■ **Assignment**
Nothing but the lines below between the line holding "Target: antenna" and the line holding "<point>427,331</point>", inclusive, should appear in the answer, each set down exactly.

Dataset entries
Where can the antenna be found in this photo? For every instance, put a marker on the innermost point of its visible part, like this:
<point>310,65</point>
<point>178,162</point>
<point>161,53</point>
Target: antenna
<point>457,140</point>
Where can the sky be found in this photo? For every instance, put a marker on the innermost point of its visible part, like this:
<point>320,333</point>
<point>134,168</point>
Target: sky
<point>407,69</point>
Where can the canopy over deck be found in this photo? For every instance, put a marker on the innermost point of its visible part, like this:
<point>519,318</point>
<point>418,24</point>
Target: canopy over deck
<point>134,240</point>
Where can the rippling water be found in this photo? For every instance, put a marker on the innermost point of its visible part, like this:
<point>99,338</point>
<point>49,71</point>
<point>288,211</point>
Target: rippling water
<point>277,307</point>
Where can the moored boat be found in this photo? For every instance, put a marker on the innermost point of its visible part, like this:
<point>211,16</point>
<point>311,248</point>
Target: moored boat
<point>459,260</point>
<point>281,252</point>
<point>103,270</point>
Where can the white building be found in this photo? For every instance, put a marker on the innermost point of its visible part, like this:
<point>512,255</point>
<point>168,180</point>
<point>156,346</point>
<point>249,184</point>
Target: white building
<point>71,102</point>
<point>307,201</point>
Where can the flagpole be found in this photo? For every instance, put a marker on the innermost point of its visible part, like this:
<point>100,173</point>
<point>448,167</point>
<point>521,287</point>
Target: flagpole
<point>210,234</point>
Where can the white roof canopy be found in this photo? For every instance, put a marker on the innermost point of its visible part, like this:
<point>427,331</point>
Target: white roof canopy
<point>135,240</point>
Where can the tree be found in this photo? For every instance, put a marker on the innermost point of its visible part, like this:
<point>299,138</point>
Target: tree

■ **Task response**
Target: antenna
<point>457,140</point>
Where can the sky be found in this photo? For every instance, put a marker on the innermost point of its visible part, like this:
<point>320,333</point>
<point>134,168</point>
Target: sky
<point>407,69</point>
Where can the canopy over deck be found in this photo? For every instance, put a marker on the innermost point of its visible part, like this:
<point>519,318</point>
<point>418,24</point>
Target: canopy over deck
<point>134,240</point>
Where can the rippling water be found in this photo? For every instance, put a marker on the innermost point of its visible part, like this:
<point>99,338</point>
<point>49,71</point>
<point>288,211</point>
Target: rippling water
<point>277,307</point>
Where can the moored boat be found in this photo? For every instance, put a marker on the innermost point of its visible part, like this:
<point>211,16</point>
<point>311,248</point>
Target: moored boat
<point>459,260</point>
<point>281,252</point>
<point>103,270</point>
Where can the white building be found in this photo? For every instance, put a marker on the innermost point of its visible part, like this:
<point>512,255</point>
<point>168,180</point>
<point>156,346</point>
<point>249,184</point>
Target: white building
<point>71,102</point>
<point>307,201</point>
Where can the flagpole be found in this photo? For every instance, put a marker on the innermost point of its visible part, like this:
<point>100,173</point>
<point>448,167</point>
<point>521,287</point>
Target: flagpole
<point>210,234</point>
Where can the white roof canopy be found in this photo? For every instance, put a marker on the innermost point of its visible part, like this:
<point>427,331</point>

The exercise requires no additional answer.